TEXT SECTION »
****

Contingent Convertible Debentures As of April 29, 2011 and April
30, 2010, the Company had $15 million remaining in aggregate
principal amount of 1.250 percent Contingent Convertible
Debentures, Series B due 2021 (the Debentures) outstanding.
Interest is payable semi-annually. Each Debenture is convertible
into shares of common stock at an initial conversion price of
$61.81 per share; however, the Debentures are not convertible
before their final maturity unless the closing price of the
Company’s common stock reaches 110 percent of the conversion
price for 20 trading days during a consecutive 30 trading day
period. Upon conversion of the Debentures, the Company will
pay holders cash equal to the lesser of the principal amount of
the Debentures or their conversion value, and shares of the
Company’s common stock to the extent the conversion value
exceeds the principal amount of the Debentures. The Company
may be required to repurchase the remaining Debentures at the
option of the holders in September 2011 or 2016. For put options
exercised by the holders of the Debentures, the purchase price is
equal to the principal amount of the applicable Debenture plus
any accrued and unpaid interest thereon to the repurchase date.
If the put option is exercised, the Company will pay holders the
repurchase price solely in cash. The Company can redeem the
Debentures for cash at any time.
Commercial Paper The Company maintains a commercial paper
program that allows the Company to have a maximum of $2.250
billion in commercial paper outstanding, with maturities up
to 364 days from the date of issuance. As of April 29, 2011,
outstanding commercial paper totaled $1.500 billion. There was
no outstanding commercial paper as of April 30, 2010. During
fiscal years 2011 and 2010, the weighted average original maturity
of the commercial paper outstanding was approximately 73 and
63 days, respectively, and the weighted average interest rate was
0.25 percent and 0.21 percent, respectively. The issuance of
commercial paper reduces the amount of credit available under
the Company’s existing lines of credit.
Bank Borrowings Bank borrowings consist primarily of borrowings
from non-U.S. banks at interest rates considered favorable
by management and where natural hedges can be gained for
foreign exchange purposes and borrowings from U.S. banks.
Approximately $201 million of the $236 million outstanding bank
borrowings as of April 29, 2011 were short-term advances to
certain subsidiaries under credit agreements with various banks.
These advances are guaranteed by the Company.

****

ENTRIES »
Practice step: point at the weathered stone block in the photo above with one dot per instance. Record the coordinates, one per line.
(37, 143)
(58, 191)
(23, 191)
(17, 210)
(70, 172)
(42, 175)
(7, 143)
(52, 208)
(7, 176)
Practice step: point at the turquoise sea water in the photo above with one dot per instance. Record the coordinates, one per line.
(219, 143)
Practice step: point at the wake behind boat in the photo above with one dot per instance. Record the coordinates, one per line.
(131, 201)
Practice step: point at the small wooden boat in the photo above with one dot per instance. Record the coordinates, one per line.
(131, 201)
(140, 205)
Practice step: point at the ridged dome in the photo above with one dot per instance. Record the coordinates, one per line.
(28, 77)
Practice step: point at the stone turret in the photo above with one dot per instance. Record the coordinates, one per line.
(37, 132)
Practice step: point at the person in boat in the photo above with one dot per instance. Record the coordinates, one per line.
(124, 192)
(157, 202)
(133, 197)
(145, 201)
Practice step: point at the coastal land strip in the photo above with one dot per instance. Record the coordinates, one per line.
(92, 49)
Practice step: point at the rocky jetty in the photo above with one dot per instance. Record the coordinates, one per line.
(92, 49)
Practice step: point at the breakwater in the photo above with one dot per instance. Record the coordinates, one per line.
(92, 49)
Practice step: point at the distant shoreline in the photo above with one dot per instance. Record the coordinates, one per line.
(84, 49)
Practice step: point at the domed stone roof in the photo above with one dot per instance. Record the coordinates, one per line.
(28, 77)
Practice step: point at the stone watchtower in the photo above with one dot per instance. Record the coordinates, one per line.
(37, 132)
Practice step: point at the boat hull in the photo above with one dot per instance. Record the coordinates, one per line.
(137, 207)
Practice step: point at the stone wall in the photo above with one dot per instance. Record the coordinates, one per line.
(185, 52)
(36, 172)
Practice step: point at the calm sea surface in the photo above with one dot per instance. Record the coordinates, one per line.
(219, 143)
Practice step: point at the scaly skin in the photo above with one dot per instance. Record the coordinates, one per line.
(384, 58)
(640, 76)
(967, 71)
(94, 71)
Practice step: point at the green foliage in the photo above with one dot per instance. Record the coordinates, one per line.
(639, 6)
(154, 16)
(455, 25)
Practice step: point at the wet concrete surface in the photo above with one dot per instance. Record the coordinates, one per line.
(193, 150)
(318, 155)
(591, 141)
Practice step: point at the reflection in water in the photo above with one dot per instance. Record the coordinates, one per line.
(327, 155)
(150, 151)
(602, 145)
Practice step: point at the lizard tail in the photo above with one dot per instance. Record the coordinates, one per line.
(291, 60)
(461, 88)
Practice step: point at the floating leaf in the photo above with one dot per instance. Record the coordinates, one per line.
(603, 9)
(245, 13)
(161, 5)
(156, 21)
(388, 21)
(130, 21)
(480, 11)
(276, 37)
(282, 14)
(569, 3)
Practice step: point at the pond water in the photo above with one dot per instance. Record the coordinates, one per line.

****

JOBS »
a – Answer these questions using the debt disclosure, one answer per line:
(i) What is the initial conversion price of the Debentures?
(ii) What is the maximum amount of commercial paper the program allows the Company to have outstanding?
(iii) What was the weighted average interest rate on the commercial paper in fiscal year 2011?
b – Revise the part of the debt disclosure between "Approximately $201 million" and "with various banks.", inclusive, replacing "subsidiaries" with "affiliates".
c – Go on with the debt disclosure, starting right after its final sentence.

RESULTS IN ORDER »
a –
(i) $61.81 per share
(ii) $2.250 billion
(iii) 0.25 percent

b –
Approximately $201 million of the $236 million outstanding bank
borrowings as of April 29, 2011 were short-term advances to
certain affiliates under credit agreements with various banks.

c –
Lines of Credit The Company has committed and uncommitted
lines of credit with various banks. The committed lines of credit
include a new four-year $2.250 billion syndicated credit facility
dated December 9, 2010 that will expire on December 9, 2014
(New Facility). This New Facility replaced the Company’s five-year
$1.750 billion syndicated credit facility which was scheduled to
expire in December 2011. The New Facility provides the Company
with the ability to increase its capacity by an additional $500
million at any time during the life of the four-year term of the
agreement. The Company can also request the extension of the
New Facility maturity date for one additional year, at the first and
second anniversary of the date of the New Facility. The New
Facility provides backup funding for the commercial paper
program and may also be used for general corporate purposes. As
of April 29, 2011 and April 30, 2010, no amounts were outstanding
on the committed lines of credit.
On November 2, 2007, the Company entered into a credit
agreement with the Bank of Tokyo-Mitsubishi UFJ, Ltd. The credit
agreement provided for a $300 million unsecured, committed
revolving credit facility which matured on November 2, 2010, with
no outstanding balance as of that date.
Interest rates on these borrowings are determined by a pricing
matrix, based on the Company’s long-term debt ratings, assigned
by Standard and Poor’s Ratings Group and Moody’s Investors
Service. Facility fees are payable on the credit facilities and
are determined in the same manner as the interest rates. The
agreements also contain customary covenants, all of which the
Company remains in compliance with as of April 29, 2011.
Contractual maturities of long-term debt for the next five
fiscal years and thereafter, including the current portion and
capital leases, and excluding the debt discount, the fair value
impact of outstanding interest rate swap agreements, and the
remaining gains from terminated interest rate swap agreements
are as follows:
(in millions)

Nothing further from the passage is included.